Impoverished Burkina Faso now has a military government, led by interim president Isaac Zida, who has promised a rapid handover to civilian rule but given no date for this transition.

On 31 October, Blaise Compaoré, the strongman who held Burkina Faso together for 27 years, went into exile following street protests against his attempt to extend his rule once again. The impoverished West African country now has a military government, led by the interim president, Lieutenant Colonel Isaac Zida, who has promised a rapid handover to civilian rule but has given no date for this transition.

Compaoré’s departure will be greeted with mixed emotions by western policymakers. Although his reputation was grim, there is deep concern that one of the west’s few secure allies in an unstable region has been overthrown.

Diplomats had few illusions about the man sometimes dubbed “handsome Blaise”. Compaoré was a repressive ruler who ruthlessly eliminated his opposition. Two ministers were executed in 1989 after denouncing the government’s “right-wing drift” and the country became a virtual one-party state. In 2011, he brutally crushed protests by students and the military.

Compaoré was also a notorious womaniser. Female foreign correspondents carefully avoided late-night “Burkinabé discussions” with the president. A leaked US diplomatic cable from 2008 quoted the views of a French diplomat about their mutual ally. Compaoré was reported to have a “reputation as a sexual ‘gourmand’ whose appetite was so strong that he had previously had ‘Rasputin-like’ escapades with the wife of at least one of his cabinet ministers”.

Compaoré overthrew the previous regime in 1983 with the help of Thomas Sankara. The presidency went to Sankara, who eschewed ceremony and good living. He developed a cult following and became known as the Che Guevara of Africa. Within four years, relations between the two men had soured. Sankara was assassinated and Compaoré assumed power. Compaoré always denied having a hand in Sankara’s death, describing it as “an accident”, but many in Burkina Faso did not believe him.

Having secured the presidency, he began consolidating his position. He made friends with key regional leaders. He had been close to the Libyan dictator Muammar Gaddafi for years. He also maintained good relations with the notorious Liberian warlord Charles Taylor. A web of influence soon extended from Burkina Faso across West Africa and northwards, across the Sahara.

________________

* Exercise prompt:
Please answer these questions from the Burkina Faso article:
1. On what date did Compaoré go into exile?
2. In what year were two ministers executed?
3. What nickname did Sankara come to be known by?

* Information provided:
________________

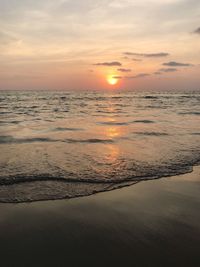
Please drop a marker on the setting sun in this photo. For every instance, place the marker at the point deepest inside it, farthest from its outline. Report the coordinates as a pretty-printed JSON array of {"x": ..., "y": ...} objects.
[{"x": 111, "y": 80}]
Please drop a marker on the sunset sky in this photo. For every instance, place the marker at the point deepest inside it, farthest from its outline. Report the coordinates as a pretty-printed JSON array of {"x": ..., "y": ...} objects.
[{"x": 91, "y": 44}]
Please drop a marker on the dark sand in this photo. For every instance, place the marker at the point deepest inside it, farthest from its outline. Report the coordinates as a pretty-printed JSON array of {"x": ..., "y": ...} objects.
[{"x": 152, "y": 223}]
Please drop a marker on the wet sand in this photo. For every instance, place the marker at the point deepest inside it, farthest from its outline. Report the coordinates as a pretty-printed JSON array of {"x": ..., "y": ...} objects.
[{"x": 152, "y": 223}]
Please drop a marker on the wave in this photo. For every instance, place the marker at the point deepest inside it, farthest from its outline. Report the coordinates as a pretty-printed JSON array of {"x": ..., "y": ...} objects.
[
  {"x": 143, "y": 121},
  {"x": 113, "y": 123},
  {"x": 11, "y": 140},
  {"x": 152, "y": 133},
  {"x": 63, "y": 129}
]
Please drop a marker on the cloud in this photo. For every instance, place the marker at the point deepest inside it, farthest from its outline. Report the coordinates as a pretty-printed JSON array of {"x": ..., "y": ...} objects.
[
  {"x": 117, "y": 77},
  {"x": 197, "y": 31},
  {"x": 168, "y": 70},
  {"x": 109, "y": 64},
  {"x": 177, "y": 64},
  {"x": 161, "y": 54},
  {"x": 124, "y": 70},
  {"x": 140, "y": 75}
]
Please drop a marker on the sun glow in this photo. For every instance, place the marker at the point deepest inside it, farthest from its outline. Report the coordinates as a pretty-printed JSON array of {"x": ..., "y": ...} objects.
[{"x": 112, "y": 80}]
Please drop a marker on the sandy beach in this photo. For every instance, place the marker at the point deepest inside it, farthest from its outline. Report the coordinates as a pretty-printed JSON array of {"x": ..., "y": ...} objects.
[{"x": 152, "y": 223}]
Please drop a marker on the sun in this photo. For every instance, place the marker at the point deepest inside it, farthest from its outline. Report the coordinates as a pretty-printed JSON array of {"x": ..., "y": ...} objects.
[{"x": 112, "y": 80}]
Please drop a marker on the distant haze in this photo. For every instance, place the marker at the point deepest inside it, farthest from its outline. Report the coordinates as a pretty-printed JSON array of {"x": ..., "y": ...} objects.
[{"x": 76, "y": 44}]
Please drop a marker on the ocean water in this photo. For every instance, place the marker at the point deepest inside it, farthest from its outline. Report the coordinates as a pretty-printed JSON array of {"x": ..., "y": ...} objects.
[{"x": 57, "y": 145}]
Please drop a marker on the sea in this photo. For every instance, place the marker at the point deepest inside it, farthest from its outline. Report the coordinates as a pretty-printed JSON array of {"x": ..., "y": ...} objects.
[{"x": 57, "y": 145}]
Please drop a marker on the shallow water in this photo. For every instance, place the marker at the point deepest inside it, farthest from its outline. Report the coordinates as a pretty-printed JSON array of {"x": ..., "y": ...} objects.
[{"x": 63, "y": 144}]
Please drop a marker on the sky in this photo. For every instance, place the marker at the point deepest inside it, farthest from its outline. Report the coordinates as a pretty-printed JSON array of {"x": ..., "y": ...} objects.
[{"x": 100, "y": 44}]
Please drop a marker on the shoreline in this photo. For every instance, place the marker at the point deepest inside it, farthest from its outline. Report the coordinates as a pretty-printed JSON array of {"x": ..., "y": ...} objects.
[
  {"x": 153, "y": 223},
  {"x": 57, "y": 182}
]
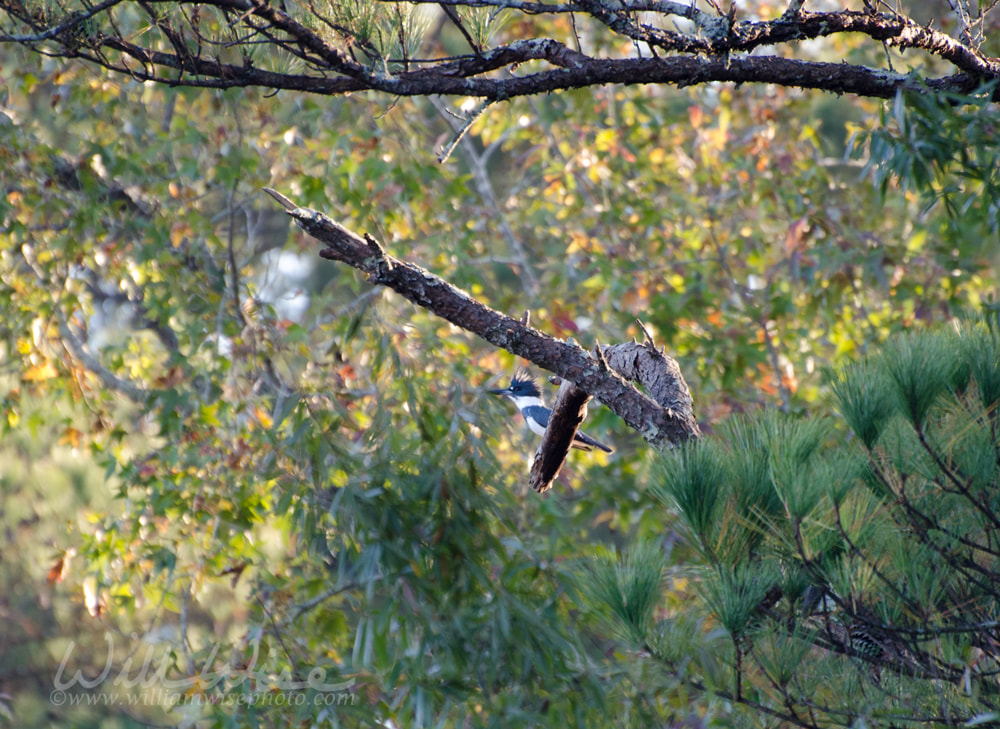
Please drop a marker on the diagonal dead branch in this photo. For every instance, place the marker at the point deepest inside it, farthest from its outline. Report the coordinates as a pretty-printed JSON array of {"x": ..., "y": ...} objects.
[{"x": 662, "y": 424}]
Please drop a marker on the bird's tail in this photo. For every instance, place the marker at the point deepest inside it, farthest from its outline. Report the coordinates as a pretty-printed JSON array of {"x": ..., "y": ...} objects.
[{"x": 585, "y": 443}]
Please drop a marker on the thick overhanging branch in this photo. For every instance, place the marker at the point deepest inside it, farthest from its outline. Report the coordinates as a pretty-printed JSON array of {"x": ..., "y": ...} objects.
[
  {"x": 704, "y": 48},
  {"x": 660, "y": 423}
]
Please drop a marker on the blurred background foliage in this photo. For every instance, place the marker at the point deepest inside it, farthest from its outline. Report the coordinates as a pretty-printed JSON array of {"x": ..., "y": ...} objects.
[{"x": 224, "y": 454}]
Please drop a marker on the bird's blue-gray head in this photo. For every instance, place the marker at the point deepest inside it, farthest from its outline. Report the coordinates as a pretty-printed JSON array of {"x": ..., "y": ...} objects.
[{"x": 523, "y": 390}]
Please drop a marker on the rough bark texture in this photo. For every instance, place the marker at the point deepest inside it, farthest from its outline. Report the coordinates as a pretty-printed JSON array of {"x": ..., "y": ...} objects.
[
  {"x": 663, "y": 420},
  {"x": 331, "y": 57}
]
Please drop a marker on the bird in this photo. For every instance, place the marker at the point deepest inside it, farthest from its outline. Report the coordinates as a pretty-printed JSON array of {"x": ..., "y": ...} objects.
[{"x": 524, "y": 393}]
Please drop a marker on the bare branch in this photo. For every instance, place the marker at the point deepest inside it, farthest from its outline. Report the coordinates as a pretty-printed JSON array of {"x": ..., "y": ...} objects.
[{"x": 660, "y": 425}]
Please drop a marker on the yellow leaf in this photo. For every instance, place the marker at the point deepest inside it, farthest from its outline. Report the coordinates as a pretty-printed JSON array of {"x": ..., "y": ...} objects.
[{"x": 37, "y": 373}]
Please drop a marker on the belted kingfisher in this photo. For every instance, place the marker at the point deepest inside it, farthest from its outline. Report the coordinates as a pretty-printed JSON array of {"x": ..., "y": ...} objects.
[{"x": 524, "y": 393}]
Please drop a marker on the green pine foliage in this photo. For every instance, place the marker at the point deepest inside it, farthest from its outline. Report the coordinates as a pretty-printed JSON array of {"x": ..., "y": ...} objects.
[{"x": 897, "y": 528}]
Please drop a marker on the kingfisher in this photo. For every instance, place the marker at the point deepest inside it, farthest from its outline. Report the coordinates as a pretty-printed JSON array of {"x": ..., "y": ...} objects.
[{"x": 524, "y": 393}]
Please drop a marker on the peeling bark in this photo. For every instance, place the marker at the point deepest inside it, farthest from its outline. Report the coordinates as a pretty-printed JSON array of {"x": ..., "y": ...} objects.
[{"x": 664, "y": 417}]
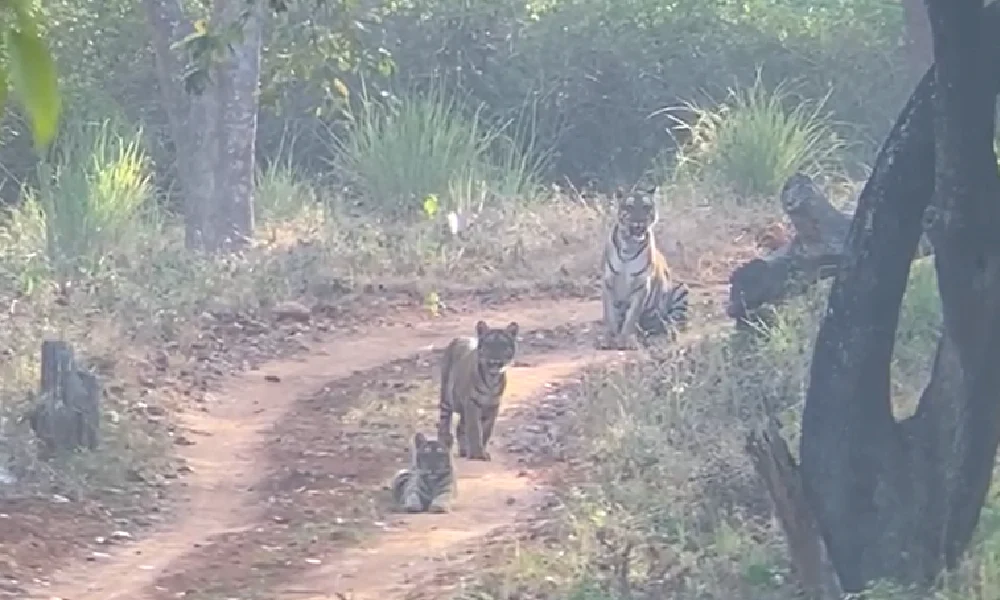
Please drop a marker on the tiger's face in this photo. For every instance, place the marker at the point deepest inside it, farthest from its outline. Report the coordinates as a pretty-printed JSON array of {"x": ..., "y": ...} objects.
[
  {"x": 430, "y": 455},
  {"x": 496, "y": 346},
  {"x": 637, "y": 212}
]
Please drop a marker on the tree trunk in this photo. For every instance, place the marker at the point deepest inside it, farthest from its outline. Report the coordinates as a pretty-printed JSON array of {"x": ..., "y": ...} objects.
[
  {"x": 67, "y": 416},
  {"x": 900, "y": 500},
  {"x": 919, "y": 47},
  {"x": 214, "y": 132}
]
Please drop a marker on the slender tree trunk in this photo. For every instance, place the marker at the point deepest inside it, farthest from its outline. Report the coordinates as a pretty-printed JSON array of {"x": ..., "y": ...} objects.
[
  {"x": 919, "y": 47},
  {"x": 900, "y": 500},
  {"x": 214, "y": 133}
]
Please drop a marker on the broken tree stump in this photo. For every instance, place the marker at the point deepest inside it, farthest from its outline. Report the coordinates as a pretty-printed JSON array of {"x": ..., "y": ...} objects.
[
  {"x": 774, "y": 464},
  {"x": 814, "y": 253},
  {"x": 67, "y": 415}
]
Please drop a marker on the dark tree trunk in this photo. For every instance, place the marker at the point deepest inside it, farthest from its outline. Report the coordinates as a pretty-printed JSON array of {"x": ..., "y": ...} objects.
[
  {"x": 900, "y": 500},
  {"x": 67, "y": 416},
  {"x": 814, "y": 253}
]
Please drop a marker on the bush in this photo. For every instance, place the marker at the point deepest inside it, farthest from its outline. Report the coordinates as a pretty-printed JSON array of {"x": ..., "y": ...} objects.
[
  {"x": 754, "y": 143},
  {"x": 397, "y": 153},
  {"x": 95, "y": 190},
  {"x": 600, "y": 69},
  {"x": 665, "y": 473}
]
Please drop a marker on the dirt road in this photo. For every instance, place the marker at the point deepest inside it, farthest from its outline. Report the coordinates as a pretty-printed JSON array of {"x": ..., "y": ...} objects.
[{"x": 278, "y": 460}]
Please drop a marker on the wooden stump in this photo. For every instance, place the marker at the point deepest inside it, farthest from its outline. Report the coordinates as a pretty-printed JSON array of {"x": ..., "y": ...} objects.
[
  {"x": 775, "y": 465},
  {"x": 814, "y": 253},
  {"x": 67, "y": 416}
]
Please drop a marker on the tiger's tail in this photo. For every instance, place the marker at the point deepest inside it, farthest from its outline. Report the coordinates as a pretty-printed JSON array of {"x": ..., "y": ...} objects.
[
  {"x": 400, "y": 483},
  {"x": 674, "y": 310},
  {"x": 446, "y": 407}
]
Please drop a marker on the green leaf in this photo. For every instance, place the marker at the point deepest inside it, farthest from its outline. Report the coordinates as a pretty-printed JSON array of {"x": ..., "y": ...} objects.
[
  {"x": 34, "y": 76},
  {"x": 4, "y": 87},
  {"x": 431, "y": 206}
]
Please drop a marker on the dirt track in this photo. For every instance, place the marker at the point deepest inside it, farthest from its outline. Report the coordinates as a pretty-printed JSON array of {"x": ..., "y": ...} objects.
[{"x": 274, "y": 461}]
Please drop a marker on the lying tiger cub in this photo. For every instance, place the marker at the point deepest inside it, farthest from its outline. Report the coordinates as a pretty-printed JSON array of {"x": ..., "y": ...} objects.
[{"x": 638, "y": 293}]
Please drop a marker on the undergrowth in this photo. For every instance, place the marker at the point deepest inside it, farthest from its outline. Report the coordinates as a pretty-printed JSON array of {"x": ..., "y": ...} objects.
[
  {"x": 757, "y": 138},
  {"x": 663, "y": 502},
  {"x": 90, "y": 258},
  {"x": 398, "y": 151}
]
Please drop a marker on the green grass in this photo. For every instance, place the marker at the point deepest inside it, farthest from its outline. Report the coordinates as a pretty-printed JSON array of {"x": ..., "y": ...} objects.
[
  {"x": 664, "y": 479},
  {"x": 757, "y": 138},
  {"x": 397, "y": 152}
]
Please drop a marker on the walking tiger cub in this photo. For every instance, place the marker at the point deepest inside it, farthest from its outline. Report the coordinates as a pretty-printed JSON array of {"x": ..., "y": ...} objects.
[
  {"x": 429, "y": 482},
  {"x": 638, "y": 294},
  {"x": 473, "y": 380}
]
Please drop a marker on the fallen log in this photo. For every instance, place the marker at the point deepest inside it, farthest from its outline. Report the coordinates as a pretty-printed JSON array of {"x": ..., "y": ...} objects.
[{"x": 67, "y": 414}]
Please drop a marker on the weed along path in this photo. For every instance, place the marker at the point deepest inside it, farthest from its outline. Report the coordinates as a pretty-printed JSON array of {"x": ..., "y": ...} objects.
[
  {"x": 492, "y": 496},
  {"x": 284, "y": 495}
]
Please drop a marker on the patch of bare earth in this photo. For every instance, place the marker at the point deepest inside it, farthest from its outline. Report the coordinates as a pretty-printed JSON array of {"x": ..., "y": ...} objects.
[
  {"x": 280, "y": 490},
  {"x": 287, "y": 463}
]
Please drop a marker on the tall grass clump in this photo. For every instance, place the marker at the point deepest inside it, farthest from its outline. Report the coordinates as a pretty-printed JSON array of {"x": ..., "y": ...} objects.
[
  {"x": 96, "y": 191},
  {"x": 283, "y": 193},
  {"x": 754, "y": 141},
  {"x": 397, "y": 152},
  {"x": 666, "y": 503}
]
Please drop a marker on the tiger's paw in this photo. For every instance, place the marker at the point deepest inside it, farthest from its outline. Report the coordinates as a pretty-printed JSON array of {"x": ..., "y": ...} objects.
[
  {"x": 607, "y": 342},
  {"x": 628, "y": 342},
  {"x": 480, "y": 456}
]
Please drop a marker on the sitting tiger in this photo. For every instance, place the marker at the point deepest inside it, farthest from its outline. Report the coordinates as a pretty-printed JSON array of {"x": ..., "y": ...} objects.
[
  {"x": 637, "y": 292},
  {"x": 473, "y": 380},
  {"x": 429, "y": 482}
]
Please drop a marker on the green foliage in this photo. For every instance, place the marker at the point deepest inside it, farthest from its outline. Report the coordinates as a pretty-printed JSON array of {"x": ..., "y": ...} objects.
[
  {"x": 94, "y": 191},
  {"x": 754, "y": 142},
  {"x": 667, "y": 476},
  {"x": 30, "y": 68},
  {"x": 395, "y": 154}
]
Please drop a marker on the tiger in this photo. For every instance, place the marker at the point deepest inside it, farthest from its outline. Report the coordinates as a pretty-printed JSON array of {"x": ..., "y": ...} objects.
[
  {"x": 429, "y": 483},
  {"x": 638, "y": 293},
  {"x": 473, "y": 380}
]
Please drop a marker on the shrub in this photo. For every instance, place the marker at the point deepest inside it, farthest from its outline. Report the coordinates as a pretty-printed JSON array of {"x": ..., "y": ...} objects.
[
  {"x": 665, "y": 472},
  {"x": 282, "y": 193},
  {"x": 95, "y": 191},
  {"x": 396, "y": 153},
  {"x": 754, "y": 143}
]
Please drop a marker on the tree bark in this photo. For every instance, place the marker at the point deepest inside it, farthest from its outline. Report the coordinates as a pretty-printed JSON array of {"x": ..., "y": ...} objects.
[
  {"x": 900, "y": 500},
  {"x": 67, "y": 416},
  {"x": 919, "y": 47},
  {"x": 214, "y": 132}
]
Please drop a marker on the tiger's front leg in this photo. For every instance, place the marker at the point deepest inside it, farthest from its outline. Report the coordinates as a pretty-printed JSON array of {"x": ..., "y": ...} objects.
[
  {"x": 627, "y": 336},
  {"x": 611, "y": 319},
  {"x": 472, "y": 417}
]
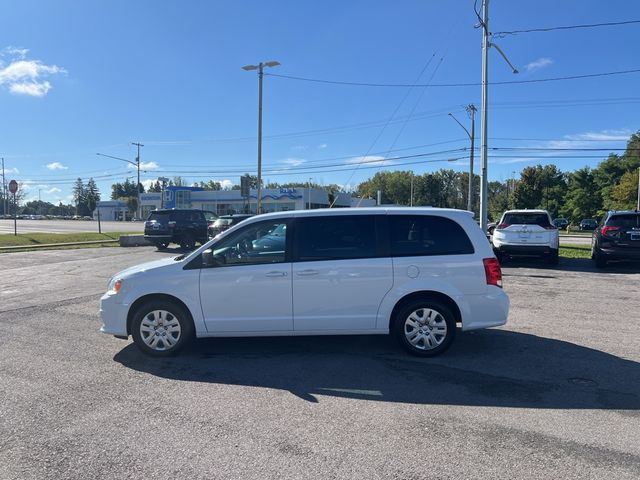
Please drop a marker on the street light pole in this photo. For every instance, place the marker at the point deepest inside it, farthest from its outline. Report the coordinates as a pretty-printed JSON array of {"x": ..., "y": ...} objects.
[
  {"x": 484, "y": 188},
  {"x": 260, "y": 68},
  {"x": 139, "y": 213},
  {"x": 471, "y": 110}
]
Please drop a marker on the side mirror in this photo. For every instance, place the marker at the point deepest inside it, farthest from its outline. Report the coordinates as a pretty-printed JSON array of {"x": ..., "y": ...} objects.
[{"x": 207, "y": 258}]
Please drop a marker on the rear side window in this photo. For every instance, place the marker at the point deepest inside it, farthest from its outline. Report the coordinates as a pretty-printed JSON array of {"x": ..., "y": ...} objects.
[
  {"x": 420, "y": 235},
  {"x": 540, "y": 219},
  {"x": 335, "y": 237},
  {"x": 160, "y": 217},
  {"x": 624, "y": 221}
]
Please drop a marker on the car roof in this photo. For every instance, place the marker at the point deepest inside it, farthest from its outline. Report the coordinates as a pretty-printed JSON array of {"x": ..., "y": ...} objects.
[{"x": 526, "y": 210}]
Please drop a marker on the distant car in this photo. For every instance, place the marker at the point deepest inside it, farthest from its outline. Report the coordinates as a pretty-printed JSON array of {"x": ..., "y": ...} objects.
[
  {"x": 526, "y": 233},
  {"x": 561, "y": 223},
  {"x": 182, "y": 226},
  {"x": 588, "y": 224},
  {"x": 225, "y": 222},
  {"x": 617, "y": 239}
]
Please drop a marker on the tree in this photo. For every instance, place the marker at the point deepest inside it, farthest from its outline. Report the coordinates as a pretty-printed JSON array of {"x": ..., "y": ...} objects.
[{"x": 582, "y": 199}]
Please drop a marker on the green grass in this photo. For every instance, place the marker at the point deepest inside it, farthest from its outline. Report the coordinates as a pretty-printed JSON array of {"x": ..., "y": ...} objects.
[
  {"x": 31, "y": 239},
  {"x": 575, "y": 251}
]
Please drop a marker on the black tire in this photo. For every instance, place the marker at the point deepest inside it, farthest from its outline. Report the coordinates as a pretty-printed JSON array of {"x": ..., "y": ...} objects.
[
  {"x": 188, "y": 242},
  {"x": 431, "y": 343},
  {"x": 170, "y": 340}
]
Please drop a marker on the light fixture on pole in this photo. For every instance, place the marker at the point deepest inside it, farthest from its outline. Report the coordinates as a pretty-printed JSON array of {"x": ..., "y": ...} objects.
[
  {"x": 486, "y": 44},
  {"x": 471, "y": 110},
  {"x": 260, "y": 68}
]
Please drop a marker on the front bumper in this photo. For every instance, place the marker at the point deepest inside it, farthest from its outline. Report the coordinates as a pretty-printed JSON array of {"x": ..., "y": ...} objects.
[{"x": 113, "y": 315}]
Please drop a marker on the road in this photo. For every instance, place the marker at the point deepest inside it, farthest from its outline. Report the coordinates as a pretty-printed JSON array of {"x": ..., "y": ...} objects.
[
  {"x": 553, "y": 394},
  {"x": 68, "y": 226}
]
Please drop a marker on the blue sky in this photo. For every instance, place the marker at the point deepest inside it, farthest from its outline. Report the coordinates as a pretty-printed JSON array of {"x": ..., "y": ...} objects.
[{"x": 77, "y": 78}]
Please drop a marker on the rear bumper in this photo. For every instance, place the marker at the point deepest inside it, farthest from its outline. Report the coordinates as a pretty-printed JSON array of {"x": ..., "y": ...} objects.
[
  {"x": 618, "y": 253},
  {"x": 158, "y": 238},
  {"x": 487, "y": 310},
  {"x": 537, "y": 250}
]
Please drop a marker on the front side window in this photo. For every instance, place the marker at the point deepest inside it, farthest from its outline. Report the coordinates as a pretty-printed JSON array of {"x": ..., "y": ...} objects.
[
  {"x": 420, "y": 235},
  {"x": 258, "y": 243},
  {"x": 335, "y": 237}
]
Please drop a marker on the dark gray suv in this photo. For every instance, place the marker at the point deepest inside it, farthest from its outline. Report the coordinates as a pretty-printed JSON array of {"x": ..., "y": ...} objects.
[
  {"x": 618, "y": 238},
  {"x": 185, "y": 227}
]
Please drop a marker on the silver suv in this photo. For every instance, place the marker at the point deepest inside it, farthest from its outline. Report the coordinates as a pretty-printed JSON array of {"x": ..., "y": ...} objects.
[{"x": 526, "y": 233}]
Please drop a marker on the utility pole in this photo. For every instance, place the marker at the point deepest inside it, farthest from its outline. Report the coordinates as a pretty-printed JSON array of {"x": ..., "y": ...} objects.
[
  {"x": 260, "y": 68},
  {"x": 484, "y": 188},
  {"x": 4, "y": 191},
  {"x": 471, "y": 110},
  {"x": 139, "y": 213}
]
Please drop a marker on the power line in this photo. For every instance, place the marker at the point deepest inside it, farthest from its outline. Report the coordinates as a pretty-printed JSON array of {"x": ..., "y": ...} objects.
[
  {"x": 564, "y": 27},
  {"x": 473, "y": 84}
]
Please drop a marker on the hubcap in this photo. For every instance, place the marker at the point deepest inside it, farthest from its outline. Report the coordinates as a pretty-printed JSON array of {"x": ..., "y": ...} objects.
[
  {"x": 160, "y": 330},
  {"x": 425, "y": 328}
]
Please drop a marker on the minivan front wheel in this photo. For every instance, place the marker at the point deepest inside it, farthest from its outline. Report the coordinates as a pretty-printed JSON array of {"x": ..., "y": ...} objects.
[
  {"x": 425, "y": 327},
  {"x": 161, "y": 328}
]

________________

* Answer below:
1. 31 October
2. 1989
3. The Che Guevara of Africa